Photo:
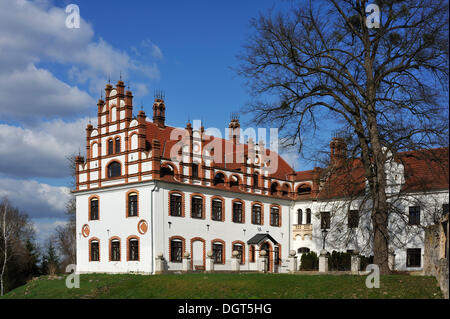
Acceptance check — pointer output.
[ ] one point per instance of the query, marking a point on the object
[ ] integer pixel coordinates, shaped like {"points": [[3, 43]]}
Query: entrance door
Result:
{"points": [[268, 248], [198, 255]]}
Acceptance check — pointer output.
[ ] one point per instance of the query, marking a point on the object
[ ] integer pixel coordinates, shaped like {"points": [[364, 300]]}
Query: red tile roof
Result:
{"points": [[163, 135]]}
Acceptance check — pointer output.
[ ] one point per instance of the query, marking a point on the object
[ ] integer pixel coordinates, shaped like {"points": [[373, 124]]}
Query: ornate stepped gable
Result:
{"points": [[423, 170]]}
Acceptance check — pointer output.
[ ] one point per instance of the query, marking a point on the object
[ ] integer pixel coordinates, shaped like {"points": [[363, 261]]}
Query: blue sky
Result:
{"points": [[51, 78]]}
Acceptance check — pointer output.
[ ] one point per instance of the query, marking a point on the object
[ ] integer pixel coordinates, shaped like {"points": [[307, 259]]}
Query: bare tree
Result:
{"points": [[386, 85]]}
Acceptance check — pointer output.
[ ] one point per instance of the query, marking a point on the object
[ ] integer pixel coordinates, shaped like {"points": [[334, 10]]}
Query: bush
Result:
{"points": [[339, 261], [309, 261]]}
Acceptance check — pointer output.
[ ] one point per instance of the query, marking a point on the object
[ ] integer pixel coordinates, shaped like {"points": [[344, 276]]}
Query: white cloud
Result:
{"points": [[34, 32], [40, 151], [36, 199]]}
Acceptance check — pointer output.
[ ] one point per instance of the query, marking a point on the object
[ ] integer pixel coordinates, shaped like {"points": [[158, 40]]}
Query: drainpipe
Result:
{"points": [[153, 229]]}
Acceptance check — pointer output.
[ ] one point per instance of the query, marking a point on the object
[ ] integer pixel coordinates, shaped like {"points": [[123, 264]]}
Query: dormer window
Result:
{"points": [[114, 169]]}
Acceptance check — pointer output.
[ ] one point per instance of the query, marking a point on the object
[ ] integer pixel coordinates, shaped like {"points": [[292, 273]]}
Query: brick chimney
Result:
{"points": [[338, 151]]}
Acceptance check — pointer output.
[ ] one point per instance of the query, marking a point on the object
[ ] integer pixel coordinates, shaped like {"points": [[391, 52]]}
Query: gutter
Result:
{"points": [[153, 227]]}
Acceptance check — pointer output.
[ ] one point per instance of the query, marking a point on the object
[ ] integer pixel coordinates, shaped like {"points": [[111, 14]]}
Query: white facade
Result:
{"points": [[138, 151]]}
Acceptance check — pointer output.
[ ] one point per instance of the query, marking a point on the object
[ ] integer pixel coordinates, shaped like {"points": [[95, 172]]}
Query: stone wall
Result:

────────────────────

> Work order
Every line above that holds the string "white" should be returned.

> Expected answer
Query: white cloud
Query: white facade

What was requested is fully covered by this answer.